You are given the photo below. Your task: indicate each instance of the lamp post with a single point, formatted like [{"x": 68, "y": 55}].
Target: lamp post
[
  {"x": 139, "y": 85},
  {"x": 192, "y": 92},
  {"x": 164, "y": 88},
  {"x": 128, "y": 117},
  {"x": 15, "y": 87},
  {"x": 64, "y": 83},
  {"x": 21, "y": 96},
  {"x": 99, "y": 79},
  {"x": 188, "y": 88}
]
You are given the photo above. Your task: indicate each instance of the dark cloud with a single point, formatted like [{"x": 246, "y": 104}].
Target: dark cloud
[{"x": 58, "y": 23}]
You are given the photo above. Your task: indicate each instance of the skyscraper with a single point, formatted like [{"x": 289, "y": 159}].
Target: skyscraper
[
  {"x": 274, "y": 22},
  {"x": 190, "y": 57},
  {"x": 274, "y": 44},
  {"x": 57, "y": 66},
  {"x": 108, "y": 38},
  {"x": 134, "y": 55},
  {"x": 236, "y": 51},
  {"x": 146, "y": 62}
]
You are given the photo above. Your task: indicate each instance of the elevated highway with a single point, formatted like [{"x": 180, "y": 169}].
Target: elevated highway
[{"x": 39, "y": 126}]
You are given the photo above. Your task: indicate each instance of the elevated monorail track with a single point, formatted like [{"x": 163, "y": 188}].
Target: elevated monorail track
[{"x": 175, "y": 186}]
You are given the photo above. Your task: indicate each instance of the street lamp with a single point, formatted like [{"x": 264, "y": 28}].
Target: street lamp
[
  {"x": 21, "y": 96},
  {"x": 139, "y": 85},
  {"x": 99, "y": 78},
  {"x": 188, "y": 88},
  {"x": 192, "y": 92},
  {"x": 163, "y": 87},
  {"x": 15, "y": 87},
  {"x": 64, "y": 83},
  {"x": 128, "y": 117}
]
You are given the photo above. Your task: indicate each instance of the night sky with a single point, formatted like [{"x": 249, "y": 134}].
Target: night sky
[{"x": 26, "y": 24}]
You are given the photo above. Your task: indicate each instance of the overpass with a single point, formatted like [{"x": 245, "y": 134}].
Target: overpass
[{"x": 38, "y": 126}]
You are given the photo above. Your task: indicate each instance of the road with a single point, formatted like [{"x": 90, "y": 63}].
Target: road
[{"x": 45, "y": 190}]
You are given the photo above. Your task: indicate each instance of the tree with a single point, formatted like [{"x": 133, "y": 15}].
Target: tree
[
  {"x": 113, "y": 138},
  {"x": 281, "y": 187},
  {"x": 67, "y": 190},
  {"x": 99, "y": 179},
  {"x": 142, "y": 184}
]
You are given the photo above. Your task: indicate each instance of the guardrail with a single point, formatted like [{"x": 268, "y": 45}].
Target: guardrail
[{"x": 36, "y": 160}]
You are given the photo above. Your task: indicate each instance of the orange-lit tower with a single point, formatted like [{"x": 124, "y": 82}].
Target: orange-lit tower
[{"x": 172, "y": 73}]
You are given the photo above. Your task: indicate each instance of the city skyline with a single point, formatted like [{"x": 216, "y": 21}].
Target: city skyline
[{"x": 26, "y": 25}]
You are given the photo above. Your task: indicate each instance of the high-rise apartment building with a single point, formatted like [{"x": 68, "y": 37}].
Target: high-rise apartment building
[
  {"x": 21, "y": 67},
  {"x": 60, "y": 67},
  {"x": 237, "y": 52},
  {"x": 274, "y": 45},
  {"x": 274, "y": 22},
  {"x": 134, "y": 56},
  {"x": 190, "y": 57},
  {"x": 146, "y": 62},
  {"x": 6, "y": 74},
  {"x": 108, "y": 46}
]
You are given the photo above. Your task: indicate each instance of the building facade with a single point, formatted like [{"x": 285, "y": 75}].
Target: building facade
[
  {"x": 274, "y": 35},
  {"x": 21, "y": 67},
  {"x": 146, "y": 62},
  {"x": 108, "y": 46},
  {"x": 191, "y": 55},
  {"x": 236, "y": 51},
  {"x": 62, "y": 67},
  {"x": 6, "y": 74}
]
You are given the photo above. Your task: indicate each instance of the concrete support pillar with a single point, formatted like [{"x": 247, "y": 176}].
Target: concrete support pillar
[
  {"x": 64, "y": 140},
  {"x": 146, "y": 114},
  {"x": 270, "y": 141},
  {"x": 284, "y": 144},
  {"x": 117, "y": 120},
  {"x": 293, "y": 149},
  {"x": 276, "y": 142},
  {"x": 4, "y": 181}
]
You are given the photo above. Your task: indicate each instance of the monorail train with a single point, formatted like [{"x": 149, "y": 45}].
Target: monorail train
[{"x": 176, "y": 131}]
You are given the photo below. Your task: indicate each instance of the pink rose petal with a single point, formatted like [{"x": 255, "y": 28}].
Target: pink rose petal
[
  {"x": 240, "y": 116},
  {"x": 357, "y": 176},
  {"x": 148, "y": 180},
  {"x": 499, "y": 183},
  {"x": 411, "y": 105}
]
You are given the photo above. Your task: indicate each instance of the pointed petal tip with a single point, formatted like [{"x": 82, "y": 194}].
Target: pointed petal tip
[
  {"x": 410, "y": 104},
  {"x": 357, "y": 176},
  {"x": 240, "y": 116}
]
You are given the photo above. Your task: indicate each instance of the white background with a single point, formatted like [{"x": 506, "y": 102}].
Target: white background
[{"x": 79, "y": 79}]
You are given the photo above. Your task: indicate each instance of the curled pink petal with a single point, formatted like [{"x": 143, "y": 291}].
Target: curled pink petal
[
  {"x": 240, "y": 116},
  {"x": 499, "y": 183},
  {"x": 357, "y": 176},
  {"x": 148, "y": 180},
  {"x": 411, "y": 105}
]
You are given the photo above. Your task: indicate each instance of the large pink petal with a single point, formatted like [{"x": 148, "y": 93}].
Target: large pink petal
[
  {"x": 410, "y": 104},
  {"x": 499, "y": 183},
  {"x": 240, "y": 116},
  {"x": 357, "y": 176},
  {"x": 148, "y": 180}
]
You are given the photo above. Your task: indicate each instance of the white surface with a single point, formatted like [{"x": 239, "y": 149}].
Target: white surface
=-=-=
--- Written problem ---
Reproduce word for word the listing from the line with "of the monorail" through the end of the listing, including both of those lines.

--- Worked answer ---
You are given the photo above. Your task: indicate each instance of the monorail train with a single point, formatted like [{"x": 149, "y": 45}].
Target: monorail train
[{"x": 176, "y": 131}]
You are given the photo below. Your task: indicate each instance of the pink rose petal with a single point, formatted like [{"x": 255, "y": 28}].
Target: pink rose petal
[
  {"x": 240, "y": 116},
  {"x": 357, "y": 176},
  {"x": 148, "y": 180},
  {"x": 499, "y": 183},
  {"x": 411, "y": 105}
]
You are given the photo above. Your task: indicate each instance of the pointed petal tip with a single point, formatted like [{"x": 82, "y": 194}].
Target: pointed petal tip
[
  {"x": 410, "y": 104},
  {"x": 357, "y": 176},
  {"x": 240, "y": 116}
]
You are given the photo above. Your task: indicate each instance of the white background with a single point, formatted like [{"x": 506, "y": 102}].
Target: white background
[{"x": 79, "y": 79}]
You are given the photo above. Your task: indicate each instance of the curled pink petal with a single point, formatted like [{"x": 143, "y": 291}].
Target: curled pink petal
[
  {"x": 240, "y": 116},
  {"x": 499, "y": 183},
  {"x": 357, "y": 176},
  {"x": 148, "y": 180},
  {"x": 411, "y": 105}
]
You are given the photo above. Your task: indicate each instance of the large pink petal with a single point, formatted like [{"x": 148, "y": 93}].
Target: large pink petal
[
  {"x": 410, "y": 104},
  {"x": 499, "y": 183},
  {"x": 240, "y": 116},
  {"x": 357, "y": 176},
  {"x": 148, "y": 180}
]
You are given the photo above. Your task: indicate each instance of the white surface with a single point, formatted like [{"x": 239, "y": 149}].
Target: white surface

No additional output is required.